[WRITTEN EXERCISE]
List the titles of the numbered steps in the approach described in the Course Schedule write-up below.

[READING TEXT]

---+---

🧩 LeetCode 207 — Course Schedule

🧠 Intuition

The problem is about determining if all courses can be completed given their prerequisites.
Think of each course as a node in a directed graph, and each prerequisite pair [a, b] as a directed edge from b → a — meaning b must be completed before a.
If there’s a cycle, it means a course depends on itself (directly or indirectly), so it’s impossible to complete all courses.
Hence, the task reduces to detecting if the directed graph has a cycle.

🚀 Approach

We use Kahn’s Algorithm (Topological Sorting using BFS) to determine if all nodes can be visited without a cycle.

1. Build the Graph

   • Create an adjacency list adj for the courses.
   • Maintain an inDegree array to store how many prerequisites each course has.

2. Initialize Queue

   • Add all courses with inDegree == 0 (no prerequisites) into a queue.

3. Process Courses

   • While the queue isn’t empty:
     • Pop a course x from the queue and increment a count of completed courses.
     • For each dependent course in adj[x], decrement its inDegree.
     • If any course’s inDegree becomes 0, push it into the queue.

4. Check for Cycles

   • If count == V (all courses processed), return true.
   • Otherwise, a cycle exists — return false.

💻 Code Solution (C++)

---+---

[LISTED RECORDS]
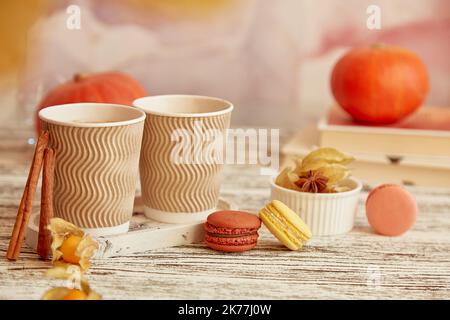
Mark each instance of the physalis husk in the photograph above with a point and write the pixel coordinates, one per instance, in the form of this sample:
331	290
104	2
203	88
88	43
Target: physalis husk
78	288
330	162
70	244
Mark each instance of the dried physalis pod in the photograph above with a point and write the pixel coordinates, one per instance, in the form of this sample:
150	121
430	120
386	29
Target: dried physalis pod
331	163
78	288
70	244
287	179
63	293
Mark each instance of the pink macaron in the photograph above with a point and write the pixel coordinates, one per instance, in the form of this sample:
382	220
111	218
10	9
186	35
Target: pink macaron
391	210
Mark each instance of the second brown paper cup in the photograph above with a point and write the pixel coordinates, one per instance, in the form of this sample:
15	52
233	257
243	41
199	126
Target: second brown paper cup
97	149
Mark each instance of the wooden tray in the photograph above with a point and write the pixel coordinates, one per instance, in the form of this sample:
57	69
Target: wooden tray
144	235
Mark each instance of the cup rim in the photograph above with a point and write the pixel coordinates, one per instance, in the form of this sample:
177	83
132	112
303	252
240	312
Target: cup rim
351	192
139	103
44	115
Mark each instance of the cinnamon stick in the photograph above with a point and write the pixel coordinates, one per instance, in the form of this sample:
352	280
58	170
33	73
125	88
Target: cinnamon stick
48	174
26	203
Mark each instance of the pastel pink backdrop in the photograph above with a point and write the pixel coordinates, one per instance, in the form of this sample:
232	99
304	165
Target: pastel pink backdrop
272	59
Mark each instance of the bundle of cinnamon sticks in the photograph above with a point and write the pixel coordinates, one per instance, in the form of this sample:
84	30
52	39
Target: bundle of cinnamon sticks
43	156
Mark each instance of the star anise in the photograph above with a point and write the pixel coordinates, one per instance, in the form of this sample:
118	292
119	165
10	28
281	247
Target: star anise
314	181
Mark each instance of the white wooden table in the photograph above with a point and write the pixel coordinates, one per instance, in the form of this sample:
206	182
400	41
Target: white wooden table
358	265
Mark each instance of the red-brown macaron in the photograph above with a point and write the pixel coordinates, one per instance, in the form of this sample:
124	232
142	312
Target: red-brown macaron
232	231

---+---

[SOLUTION TO THIS TASK]
1. Build the Graph
2. Initialize Queue
3. Process Courses
4. Check for Cycles